Retype the lines of the listing below exactly, starting with the line that contains "One point for each instance of the rock on" and going on through the last line of the listing.

------ Data section ------

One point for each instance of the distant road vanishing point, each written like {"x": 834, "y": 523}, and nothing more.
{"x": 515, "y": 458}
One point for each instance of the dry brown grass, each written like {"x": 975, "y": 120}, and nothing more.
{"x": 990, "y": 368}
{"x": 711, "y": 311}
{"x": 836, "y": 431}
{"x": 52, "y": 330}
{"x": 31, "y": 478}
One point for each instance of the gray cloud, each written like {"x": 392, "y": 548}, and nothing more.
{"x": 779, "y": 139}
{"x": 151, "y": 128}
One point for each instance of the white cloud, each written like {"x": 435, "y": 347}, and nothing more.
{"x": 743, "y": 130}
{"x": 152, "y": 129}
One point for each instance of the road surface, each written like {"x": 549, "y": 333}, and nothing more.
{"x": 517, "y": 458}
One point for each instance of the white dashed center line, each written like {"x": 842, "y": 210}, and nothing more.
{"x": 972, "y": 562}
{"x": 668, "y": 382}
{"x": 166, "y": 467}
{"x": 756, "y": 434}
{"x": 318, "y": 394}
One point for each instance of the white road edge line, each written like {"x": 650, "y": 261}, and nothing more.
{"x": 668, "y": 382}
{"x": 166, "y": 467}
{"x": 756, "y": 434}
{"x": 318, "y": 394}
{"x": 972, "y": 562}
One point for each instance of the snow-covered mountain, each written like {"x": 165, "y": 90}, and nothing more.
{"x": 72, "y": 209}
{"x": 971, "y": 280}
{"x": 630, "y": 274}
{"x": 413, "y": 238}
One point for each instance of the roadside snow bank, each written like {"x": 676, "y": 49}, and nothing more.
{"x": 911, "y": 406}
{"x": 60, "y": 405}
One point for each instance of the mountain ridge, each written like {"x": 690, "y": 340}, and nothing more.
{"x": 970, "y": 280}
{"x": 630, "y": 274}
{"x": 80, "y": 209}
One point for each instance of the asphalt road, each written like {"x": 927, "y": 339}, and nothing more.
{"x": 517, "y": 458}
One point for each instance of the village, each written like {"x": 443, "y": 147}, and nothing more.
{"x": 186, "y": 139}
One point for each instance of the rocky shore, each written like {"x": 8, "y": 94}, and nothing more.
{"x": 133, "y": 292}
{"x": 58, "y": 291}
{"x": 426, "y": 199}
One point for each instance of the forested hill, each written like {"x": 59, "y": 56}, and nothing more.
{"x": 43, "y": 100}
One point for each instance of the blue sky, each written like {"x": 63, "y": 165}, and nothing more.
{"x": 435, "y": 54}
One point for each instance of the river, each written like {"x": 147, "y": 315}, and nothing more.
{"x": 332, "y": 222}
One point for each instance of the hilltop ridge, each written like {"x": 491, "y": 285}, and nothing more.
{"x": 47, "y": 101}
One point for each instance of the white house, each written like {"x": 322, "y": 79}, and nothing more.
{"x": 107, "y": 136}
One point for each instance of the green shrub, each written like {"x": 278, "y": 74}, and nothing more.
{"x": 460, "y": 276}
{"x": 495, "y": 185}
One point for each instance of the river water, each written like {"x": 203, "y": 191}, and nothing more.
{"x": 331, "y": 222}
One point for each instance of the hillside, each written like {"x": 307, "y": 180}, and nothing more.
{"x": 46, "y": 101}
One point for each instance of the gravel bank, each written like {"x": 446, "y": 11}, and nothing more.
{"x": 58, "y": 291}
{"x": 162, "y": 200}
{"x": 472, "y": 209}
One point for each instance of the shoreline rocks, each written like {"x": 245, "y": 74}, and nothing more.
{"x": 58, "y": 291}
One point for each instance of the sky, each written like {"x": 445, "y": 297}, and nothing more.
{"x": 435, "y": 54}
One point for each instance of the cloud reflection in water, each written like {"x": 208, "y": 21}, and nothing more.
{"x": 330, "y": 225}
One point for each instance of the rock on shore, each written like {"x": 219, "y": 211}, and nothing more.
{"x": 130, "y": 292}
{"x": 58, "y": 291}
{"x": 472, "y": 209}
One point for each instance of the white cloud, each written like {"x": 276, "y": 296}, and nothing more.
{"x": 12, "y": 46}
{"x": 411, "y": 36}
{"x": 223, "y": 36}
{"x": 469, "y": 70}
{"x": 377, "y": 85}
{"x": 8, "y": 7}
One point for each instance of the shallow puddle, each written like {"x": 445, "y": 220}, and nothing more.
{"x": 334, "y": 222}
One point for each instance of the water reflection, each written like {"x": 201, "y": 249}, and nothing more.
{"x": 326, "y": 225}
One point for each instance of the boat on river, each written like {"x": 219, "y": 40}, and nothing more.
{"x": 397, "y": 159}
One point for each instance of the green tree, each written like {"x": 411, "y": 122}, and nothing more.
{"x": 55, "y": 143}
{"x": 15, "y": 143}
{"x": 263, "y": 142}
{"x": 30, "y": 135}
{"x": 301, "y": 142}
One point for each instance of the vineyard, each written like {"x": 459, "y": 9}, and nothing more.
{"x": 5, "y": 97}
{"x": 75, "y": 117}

------

▶ **Full output**
One point for each instance of the rock on shore, each written like {"x": 219, "y": 211}, and nothing more.
{"x": 130, "y": 292}
{"x": 58, "y": 291}
{"x": 472, "y": 209}
One point for each instance of the white cloud, each written like {"x": 276, "y": 296}, and nothing more.
{"x": 12, "y": 46}
{"x": 411, "y": 36}
{"x": 223, "y": 36}
{"x": 469, "y": 70}
{"x": 377, "y": 85}
{"x": 8, "y": 7}
One point for each instance of the shallow puddle, each written like {"x": 445, "y": 220}, and nothing more.
{"x": 334, "y": 222}
One point for each instance of the water reflection, each written like {"x": 201, "y": 249}, and nothing more.
{"x": 326, "y": 225}
One point for each instance of the boat on river, each written like {"x": 219, "y": 40}, and nothing more.
{"x": 397, "y": 159}
One point for each instance of the green tree, each written like {"x": 411, "y": 122}, and nothing more.
{"x": 55, "y": 143}
{"x": 15, "y": 143}
{"x": 263, "y": 142}
{"x": 30, "y": 135}
{"x": 301, "y": 142}
One point for each instance of the vineyard, each written like {"x": 459, "y": 9}, and nothing more.
{"x": 5, "y": 97}
{"x": 75, "y": 117}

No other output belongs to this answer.